■ **Excerpted passage**
/---

I don’t want to make Mark Zuckerberg richer. My objective in life is to make Ms Treatwell richer, not Mr. Zuckerberg.
Oriol Esteban
Performance Marketing Manager

Five years ago you were studying for an engineering degree in rocket science. Did you ever think you’d go into performance marketing?

Oriol: I wasn’t the smartest engineer. I knew I wasn’t going to go to NASA but I never knew I was going to end up in marketing. Seven years ago, I started working for a startup in the finance team – I was already on the wrong side of things. Then my former boss introduced me to digital marketing, back when it was the Wild West. 

I loved performance marketing because it was about volume. It was about impact. It was about technology. In the end, social networks have been a revolution. They say that they’ve driven the biggest change since the combustion engine. 

Riding these waves as an engineer is the kind of challenge that all engineers look for… Plus, I wasn’t all that great at rockets and airplanes.

 

At Programmai, the name Oriol is shorthand for a specific type of marketer: someone who’s as comfortable coding as they are running paid ad campaigns.

How do you combine the two? 

Oriol: In the startup world, you have to deliver an MVP. One of the biggest challenges we have is paralysis by analysis: we have to wait for someone to script in Google Ads or run an analysis.

\---

■ **What you will do**
[A] Answer these from the interview with Oriol Esteban:
(i) What degree was Oriol studying for five years ago?
(ii) Which team did he join when he started working for a startup seven years ago?
(iii) What does he name as one of the biggest challenges in the startup world?
[B] Reproduce the part of the interview with Oriol Esteban starting at "Oriol: I wasn’t" and ending at "the Wild West.".
[C] Keep writing the interview with Oriol Esteban, picking up right after its last sentence.

■ **Entries**
/---

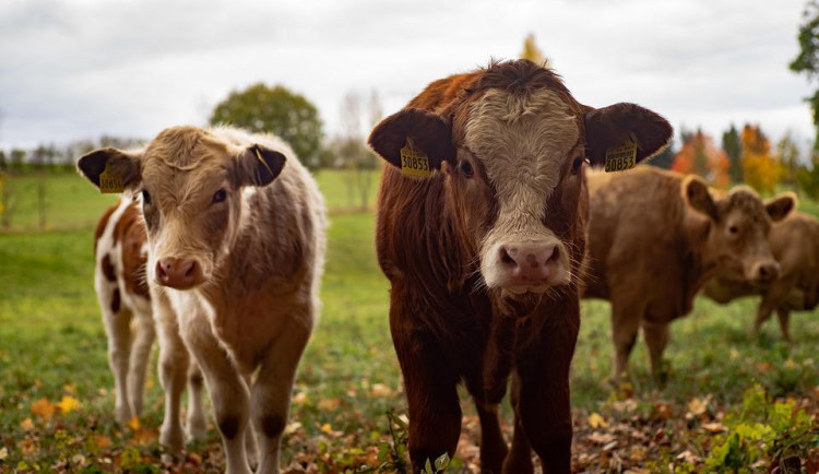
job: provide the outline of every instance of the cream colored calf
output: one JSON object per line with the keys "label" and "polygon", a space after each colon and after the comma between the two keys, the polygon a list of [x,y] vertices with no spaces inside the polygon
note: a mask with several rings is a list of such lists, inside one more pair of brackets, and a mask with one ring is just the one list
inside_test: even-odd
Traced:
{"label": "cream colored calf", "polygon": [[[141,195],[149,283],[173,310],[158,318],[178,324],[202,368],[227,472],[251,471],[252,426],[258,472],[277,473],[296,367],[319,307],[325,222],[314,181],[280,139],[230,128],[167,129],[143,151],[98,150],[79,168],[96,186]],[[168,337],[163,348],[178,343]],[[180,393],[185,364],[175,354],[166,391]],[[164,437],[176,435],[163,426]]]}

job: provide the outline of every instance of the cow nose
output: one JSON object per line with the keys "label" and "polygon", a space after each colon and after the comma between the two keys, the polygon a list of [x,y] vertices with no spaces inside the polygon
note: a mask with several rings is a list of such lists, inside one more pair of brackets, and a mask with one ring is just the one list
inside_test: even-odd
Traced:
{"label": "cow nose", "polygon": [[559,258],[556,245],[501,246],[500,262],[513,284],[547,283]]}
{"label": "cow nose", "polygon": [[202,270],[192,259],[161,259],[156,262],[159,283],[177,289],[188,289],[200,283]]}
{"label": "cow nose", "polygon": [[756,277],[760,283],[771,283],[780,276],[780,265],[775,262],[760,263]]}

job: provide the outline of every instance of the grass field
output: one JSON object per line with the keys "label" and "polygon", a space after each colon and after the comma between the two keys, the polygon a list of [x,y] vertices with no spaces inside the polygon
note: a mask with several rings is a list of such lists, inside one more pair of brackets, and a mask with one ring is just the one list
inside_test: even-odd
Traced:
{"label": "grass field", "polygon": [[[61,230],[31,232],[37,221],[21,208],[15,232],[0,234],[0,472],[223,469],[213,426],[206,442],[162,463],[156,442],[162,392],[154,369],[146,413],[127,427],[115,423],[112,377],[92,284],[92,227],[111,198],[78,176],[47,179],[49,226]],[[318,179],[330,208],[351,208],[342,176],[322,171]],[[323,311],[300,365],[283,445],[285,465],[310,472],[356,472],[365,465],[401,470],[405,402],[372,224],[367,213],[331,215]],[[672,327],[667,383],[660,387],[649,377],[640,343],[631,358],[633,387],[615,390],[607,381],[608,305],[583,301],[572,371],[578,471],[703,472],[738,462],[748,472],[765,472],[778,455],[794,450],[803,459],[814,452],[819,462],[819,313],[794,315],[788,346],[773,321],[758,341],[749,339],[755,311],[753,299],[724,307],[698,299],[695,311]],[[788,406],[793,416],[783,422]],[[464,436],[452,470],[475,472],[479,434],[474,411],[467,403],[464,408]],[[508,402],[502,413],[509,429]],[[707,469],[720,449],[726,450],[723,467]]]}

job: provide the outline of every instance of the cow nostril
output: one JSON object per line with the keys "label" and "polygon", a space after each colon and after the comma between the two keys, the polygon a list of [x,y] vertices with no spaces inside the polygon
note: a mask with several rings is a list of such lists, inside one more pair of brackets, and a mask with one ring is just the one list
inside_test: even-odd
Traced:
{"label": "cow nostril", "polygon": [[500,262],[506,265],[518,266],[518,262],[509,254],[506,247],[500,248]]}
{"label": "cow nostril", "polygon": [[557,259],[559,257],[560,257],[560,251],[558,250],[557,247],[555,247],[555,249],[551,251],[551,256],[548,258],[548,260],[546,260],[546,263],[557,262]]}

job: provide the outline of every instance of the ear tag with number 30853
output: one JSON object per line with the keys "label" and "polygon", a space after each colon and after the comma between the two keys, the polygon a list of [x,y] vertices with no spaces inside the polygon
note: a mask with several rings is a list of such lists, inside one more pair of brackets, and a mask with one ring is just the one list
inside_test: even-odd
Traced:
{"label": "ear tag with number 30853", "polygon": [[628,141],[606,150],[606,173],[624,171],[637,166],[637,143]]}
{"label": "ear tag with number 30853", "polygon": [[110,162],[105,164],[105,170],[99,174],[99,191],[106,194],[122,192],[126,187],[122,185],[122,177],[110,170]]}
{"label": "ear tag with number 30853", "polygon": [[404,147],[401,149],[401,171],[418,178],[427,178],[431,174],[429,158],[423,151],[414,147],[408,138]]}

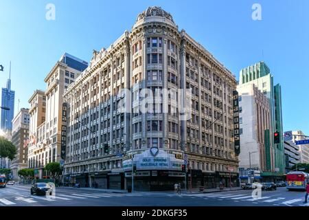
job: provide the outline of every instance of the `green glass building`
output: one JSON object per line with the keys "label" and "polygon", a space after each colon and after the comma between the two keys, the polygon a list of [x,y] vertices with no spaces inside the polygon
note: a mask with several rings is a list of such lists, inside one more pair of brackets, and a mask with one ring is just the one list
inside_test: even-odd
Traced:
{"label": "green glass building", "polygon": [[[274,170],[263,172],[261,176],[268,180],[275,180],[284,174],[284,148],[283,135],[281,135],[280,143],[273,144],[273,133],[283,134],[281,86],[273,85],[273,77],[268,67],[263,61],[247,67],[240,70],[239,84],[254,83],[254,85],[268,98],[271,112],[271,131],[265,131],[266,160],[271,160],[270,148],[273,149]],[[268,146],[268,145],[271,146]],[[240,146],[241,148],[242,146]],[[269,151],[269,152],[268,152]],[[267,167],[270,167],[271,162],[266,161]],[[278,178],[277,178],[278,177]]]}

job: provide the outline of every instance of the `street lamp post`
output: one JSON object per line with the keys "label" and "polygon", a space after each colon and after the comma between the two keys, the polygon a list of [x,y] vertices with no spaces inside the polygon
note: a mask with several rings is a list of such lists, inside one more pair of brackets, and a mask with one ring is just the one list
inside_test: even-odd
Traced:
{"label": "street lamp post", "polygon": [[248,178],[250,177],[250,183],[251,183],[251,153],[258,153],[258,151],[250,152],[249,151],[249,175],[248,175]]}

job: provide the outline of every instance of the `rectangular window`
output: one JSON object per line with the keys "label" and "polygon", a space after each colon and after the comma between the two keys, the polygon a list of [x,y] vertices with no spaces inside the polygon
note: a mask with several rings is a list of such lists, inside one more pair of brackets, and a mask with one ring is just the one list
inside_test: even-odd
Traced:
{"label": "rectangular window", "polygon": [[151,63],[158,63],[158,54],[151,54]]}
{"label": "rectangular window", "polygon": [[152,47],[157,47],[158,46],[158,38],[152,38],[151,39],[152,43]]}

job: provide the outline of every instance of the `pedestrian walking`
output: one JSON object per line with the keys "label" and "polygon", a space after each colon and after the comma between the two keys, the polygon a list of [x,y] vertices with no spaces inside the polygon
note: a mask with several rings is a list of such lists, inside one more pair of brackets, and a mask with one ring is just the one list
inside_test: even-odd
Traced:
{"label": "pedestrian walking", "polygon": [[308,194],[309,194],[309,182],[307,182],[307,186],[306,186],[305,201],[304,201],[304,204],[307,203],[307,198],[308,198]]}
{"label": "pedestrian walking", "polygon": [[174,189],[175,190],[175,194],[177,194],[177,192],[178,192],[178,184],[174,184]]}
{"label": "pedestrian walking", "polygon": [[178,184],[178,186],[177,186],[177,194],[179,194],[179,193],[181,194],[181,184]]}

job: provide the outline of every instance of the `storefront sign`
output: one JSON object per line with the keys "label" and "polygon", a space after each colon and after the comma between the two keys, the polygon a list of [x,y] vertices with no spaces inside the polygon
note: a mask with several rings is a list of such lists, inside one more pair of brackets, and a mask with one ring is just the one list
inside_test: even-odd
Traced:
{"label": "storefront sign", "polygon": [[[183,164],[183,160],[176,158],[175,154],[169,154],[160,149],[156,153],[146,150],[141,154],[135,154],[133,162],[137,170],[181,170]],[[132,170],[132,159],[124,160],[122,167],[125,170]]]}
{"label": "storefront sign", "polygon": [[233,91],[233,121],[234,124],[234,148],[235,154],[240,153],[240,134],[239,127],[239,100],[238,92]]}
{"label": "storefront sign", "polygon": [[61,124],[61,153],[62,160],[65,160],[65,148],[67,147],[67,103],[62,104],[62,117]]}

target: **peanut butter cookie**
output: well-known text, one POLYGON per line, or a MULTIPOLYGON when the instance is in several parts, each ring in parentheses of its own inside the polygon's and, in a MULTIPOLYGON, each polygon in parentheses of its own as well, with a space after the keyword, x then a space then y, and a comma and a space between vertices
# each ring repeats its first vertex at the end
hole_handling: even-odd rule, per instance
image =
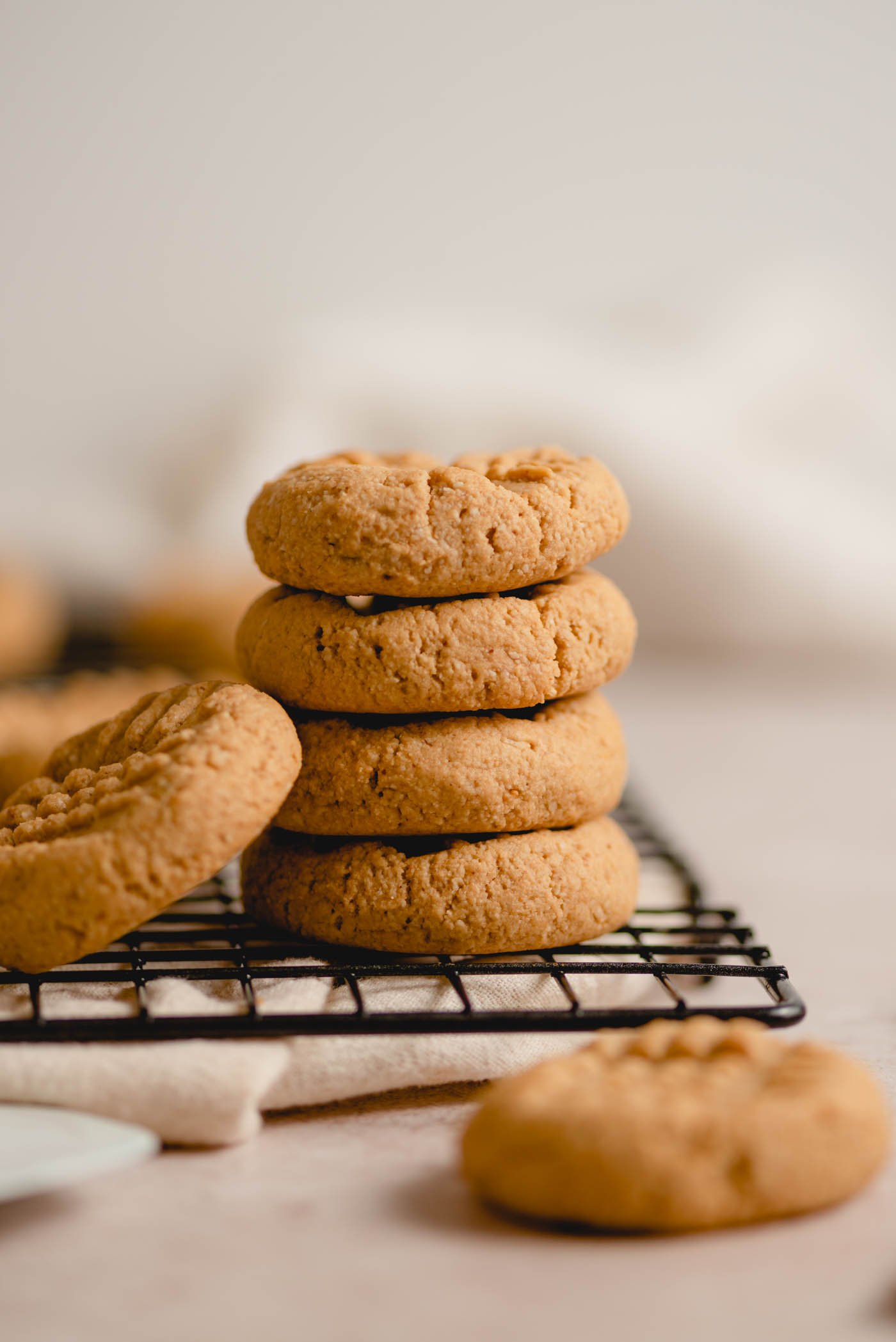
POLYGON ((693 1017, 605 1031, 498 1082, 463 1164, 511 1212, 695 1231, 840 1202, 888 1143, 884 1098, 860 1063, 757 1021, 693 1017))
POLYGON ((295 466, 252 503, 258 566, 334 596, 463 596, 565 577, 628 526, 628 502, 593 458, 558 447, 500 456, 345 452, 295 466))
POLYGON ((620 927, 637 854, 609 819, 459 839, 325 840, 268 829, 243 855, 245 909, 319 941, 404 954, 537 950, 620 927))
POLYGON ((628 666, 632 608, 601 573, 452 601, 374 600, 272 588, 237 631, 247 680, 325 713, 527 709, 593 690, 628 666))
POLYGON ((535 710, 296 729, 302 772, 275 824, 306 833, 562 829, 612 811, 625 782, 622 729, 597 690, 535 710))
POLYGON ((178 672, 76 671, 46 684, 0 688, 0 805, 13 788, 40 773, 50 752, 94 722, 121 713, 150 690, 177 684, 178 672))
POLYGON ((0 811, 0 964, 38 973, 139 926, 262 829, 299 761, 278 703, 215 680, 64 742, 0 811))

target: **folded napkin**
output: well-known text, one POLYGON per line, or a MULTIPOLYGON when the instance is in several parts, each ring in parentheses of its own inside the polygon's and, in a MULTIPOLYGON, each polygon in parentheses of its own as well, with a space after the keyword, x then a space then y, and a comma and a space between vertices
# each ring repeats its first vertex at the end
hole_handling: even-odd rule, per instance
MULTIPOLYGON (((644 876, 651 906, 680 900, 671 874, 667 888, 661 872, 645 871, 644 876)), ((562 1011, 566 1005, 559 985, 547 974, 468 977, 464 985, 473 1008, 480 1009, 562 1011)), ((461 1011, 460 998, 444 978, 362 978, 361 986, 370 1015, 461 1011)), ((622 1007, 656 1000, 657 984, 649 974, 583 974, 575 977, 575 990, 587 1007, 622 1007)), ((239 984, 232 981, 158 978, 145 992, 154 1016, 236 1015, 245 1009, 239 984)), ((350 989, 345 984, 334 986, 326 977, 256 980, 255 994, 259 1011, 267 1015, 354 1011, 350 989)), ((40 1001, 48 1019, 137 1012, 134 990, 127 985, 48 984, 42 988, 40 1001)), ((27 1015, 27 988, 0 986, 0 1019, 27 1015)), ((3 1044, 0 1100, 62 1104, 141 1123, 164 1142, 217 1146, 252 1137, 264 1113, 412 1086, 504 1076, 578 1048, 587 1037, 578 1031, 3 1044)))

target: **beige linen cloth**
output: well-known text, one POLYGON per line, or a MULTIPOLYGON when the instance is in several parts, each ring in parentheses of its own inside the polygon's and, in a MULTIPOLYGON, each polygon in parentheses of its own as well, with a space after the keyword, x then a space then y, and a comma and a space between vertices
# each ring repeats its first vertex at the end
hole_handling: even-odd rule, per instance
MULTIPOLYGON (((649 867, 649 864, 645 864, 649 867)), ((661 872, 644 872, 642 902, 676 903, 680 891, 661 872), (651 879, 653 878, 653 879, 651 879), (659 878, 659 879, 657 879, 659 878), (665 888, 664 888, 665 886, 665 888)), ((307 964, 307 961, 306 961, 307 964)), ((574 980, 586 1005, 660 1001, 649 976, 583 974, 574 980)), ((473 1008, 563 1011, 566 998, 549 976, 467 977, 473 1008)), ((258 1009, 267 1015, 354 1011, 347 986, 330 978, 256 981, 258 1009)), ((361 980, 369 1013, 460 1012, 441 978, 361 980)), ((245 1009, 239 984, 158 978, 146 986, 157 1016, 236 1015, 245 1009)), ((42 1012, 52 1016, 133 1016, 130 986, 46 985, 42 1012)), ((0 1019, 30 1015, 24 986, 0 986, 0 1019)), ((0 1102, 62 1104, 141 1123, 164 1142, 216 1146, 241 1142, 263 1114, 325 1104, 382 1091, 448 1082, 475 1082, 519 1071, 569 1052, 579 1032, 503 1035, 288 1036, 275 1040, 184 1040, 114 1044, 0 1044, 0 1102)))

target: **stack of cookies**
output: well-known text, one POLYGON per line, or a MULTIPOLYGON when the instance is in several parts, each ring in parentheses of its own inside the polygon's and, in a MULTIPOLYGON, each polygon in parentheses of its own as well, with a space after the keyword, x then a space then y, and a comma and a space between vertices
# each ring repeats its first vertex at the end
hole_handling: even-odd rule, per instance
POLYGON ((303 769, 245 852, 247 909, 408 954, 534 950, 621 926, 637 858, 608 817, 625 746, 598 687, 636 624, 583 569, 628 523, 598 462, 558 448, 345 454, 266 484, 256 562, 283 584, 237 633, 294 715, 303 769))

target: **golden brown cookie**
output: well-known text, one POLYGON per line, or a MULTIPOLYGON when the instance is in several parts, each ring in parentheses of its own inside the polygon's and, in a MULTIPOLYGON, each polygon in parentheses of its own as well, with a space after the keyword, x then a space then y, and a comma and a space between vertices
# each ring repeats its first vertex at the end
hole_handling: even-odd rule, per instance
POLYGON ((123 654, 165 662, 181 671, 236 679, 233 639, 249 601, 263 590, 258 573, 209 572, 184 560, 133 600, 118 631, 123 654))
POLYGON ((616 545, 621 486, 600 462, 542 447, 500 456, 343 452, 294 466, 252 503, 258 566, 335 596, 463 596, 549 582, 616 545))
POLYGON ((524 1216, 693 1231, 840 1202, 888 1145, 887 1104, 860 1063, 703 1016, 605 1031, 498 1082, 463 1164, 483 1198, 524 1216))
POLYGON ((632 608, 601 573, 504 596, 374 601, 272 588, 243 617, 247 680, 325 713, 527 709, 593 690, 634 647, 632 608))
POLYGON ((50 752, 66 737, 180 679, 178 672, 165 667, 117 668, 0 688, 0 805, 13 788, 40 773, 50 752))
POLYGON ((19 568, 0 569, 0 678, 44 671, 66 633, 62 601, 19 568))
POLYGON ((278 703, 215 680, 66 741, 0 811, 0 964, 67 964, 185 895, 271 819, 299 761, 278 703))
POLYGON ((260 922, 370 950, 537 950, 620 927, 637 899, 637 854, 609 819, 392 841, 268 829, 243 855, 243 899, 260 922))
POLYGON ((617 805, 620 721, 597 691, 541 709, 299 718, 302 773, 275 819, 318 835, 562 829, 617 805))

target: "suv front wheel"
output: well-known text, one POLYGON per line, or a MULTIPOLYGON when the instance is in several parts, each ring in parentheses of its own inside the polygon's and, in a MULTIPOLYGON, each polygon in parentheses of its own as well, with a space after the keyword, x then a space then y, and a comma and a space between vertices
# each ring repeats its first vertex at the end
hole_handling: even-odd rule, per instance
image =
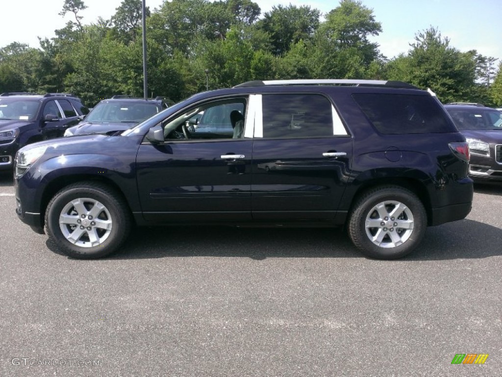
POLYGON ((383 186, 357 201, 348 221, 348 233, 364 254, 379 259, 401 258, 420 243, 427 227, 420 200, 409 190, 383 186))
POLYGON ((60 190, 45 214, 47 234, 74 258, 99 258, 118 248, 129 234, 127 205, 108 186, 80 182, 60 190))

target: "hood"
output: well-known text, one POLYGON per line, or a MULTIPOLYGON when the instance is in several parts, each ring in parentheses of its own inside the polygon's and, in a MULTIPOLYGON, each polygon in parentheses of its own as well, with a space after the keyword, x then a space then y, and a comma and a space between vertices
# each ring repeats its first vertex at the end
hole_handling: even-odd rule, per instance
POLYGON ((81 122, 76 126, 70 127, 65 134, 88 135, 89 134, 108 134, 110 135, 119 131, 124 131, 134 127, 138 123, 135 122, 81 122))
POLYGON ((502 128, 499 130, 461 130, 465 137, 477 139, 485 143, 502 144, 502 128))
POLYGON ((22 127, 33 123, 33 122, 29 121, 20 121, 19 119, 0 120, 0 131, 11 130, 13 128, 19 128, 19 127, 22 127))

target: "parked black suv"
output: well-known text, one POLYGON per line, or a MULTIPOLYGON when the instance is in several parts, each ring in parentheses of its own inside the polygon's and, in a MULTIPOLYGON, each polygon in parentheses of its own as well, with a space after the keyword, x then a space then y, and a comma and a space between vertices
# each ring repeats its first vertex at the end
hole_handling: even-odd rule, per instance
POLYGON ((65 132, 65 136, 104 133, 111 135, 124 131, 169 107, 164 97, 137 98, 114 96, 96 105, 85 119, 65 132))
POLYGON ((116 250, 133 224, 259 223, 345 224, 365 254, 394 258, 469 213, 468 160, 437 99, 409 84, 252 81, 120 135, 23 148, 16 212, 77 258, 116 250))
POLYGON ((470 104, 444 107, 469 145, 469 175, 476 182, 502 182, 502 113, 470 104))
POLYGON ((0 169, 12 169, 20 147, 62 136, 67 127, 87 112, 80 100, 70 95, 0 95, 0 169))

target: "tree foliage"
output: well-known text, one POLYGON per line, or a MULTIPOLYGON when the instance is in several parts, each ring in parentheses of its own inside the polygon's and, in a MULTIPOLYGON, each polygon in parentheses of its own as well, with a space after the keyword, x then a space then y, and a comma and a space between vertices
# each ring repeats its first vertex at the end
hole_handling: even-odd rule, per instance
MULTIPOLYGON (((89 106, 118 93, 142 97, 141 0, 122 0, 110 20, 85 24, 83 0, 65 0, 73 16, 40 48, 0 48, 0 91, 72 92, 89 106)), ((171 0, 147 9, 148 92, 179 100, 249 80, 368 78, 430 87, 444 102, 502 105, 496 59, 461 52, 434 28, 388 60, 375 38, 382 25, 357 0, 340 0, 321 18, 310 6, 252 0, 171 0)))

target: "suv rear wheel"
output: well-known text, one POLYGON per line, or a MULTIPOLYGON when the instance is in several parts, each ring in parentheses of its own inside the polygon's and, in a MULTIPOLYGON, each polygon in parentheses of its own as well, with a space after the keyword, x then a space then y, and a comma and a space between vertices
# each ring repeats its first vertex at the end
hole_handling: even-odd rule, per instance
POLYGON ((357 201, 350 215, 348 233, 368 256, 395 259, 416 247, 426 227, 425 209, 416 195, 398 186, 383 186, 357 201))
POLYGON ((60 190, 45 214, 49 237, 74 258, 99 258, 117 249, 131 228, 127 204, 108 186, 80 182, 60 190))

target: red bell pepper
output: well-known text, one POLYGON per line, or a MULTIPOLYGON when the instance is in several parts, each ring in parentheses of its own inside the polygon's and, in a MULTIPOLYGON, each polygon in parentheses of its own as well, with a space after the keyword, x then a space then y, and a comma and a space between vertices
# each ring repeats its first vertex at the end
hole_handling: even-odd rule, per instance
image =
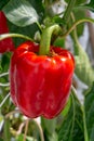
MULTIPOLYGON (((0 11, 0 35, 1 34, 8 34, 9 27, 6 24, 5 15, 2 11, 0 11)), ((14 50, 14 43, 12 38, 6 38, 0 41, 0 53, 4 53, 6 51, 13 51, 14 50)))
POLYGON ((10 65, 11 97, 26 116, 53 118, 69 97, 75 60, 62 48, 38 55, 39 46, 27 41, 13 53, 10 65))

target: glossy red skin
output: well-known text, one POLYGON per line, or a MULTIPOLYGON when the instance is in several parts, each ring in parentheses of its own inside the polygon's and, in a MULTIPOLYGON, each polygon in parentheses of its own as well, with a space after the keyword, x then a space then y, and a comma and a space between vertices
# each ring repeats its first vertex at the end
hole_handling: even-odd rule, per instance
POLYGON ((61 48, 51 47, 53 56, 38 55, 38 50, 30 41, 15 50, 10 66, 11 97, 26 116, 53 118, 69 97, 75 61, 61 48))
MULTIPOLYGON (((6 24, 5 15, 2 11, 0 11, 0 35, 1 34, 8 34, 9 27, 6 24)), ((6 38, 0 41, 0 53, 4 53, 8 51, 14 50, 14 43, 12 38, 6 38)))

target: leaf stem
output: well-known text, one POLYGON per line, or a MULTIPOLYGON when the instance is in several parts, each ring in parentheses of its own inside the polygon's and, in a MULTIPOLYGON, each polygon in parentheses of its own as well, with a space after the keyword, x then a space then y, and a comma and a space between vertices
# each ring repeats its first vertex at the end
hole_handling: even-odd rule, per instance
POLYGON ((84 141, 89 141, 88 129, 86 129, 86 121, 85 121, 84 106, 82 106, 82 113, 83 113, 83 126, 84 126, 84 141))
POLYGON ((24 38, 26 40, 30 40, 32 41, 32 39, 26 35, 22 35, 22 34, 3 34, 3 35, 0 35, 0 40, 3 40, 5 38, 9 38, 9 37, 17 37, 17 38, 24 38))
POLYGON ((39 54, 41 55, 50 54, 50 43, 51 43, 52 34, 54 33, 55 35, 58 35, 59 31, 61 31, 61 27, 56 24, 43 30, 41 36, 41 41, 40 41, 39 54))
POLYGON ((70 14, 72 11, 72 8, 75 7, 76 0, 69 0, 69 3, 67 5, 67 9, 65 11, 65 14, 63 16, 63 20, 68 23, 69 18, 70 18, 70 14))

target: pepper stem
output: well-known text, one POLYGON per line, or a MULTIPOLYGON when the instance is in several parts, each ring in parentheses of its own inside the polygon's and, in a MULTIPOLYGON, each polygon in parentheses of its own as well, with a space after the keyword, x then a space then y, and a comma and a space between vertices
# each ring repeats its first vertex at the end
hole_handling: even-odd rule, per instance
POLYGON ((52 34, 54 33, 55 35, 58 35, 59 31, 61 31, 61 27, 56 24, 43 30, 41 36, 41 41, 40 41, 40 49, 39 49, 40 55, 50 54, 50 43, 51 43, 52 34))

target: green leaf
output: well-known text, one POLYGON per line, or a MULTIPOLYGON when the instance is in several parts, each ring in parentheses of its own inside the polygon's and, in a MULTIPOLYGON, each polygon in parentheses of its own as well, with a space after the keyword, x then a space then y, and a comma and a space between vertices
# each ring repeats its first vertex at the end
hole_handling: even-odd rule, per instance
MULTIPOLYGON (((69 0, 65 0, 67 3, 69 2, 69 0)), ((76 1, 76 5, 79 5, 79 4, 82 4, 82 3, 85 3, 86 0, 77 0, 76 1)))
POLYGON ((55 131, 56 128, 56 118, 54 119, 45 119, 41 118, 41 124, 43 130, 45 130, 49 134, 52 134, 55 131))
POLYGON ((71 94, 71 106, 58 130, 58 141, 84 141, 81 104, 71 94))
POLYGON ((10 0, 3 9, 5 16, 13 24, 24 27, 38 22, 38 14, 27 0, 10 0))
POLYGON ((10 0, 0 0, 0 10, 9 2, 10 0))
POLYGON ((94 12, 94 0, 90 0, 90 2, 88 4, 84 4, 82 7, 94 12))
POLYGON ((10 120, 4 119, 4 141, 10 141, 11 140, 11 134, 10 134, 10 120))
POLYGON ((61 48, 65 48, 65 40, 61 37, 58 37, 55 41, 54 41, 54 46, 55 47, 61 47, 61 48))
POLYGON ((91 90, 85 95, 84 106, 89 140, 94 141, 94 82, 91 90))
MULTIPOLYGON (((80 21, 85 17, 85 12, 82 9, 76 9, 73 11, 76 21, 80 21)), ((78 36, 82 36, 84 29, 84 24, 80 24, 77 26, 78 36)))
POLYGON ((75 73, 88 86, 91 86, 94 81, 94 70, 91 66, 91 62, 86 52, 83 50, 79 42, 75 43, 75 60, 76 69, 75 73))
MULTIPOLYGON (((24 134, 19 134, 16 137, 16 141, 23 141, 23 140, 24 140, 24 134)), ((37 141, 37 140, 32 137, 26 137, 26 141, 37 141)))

\---

■ **Per-task answers**
[A]
(i) An engineering degree in rocket science.
(ii) The finance team.
(iii) Paralysis by analysis.

[B]
Oriol: I wasn’t the smartest engineer. I knew I wasn’t going to go to NASA but I never knew I was going to end up in marketing. Seven years ago, I started working for a startup in the finance team – I was already on the wrong side of things. Then my former boss introduced me to digital marketing, back when it was the Wild West.

[C]
As we move towards a world where it’s going to be harder to get customer data, the marketers who can code will be best placed to adapt to the new reality. Even if that’s just a little scripting or knowing something about the API. 

Believe me, there’s a big difference between coding as a professional compared to what I can do. If the CTO of my company comes and checks my code, I’d get fired immediately.

I’ve been using websites like Codecademy and leading internal training at Treatwell on Python. Usually, the biggest barrier against coding is learning how to set up everything. Once you’ve installed a programme, coding is logic. Everyone can do a little.

Let’s adopt a startup mentality and think, ‘Okay. Let’s do this’. Then let’s do it.

 

By the time we met you, you already had a reputation for constant experimentation. Where did that focus come from?

Oriol: As an engineer, I want to measure everything. At uni, everything is measurable. Everything has a number. Everything can be counted. But when you start marketing, all you have is aggregated numbers. Before, I could bring a cost per action (CPA) to my manager but I knew that it was a lie. It was just what Facebook was telling me.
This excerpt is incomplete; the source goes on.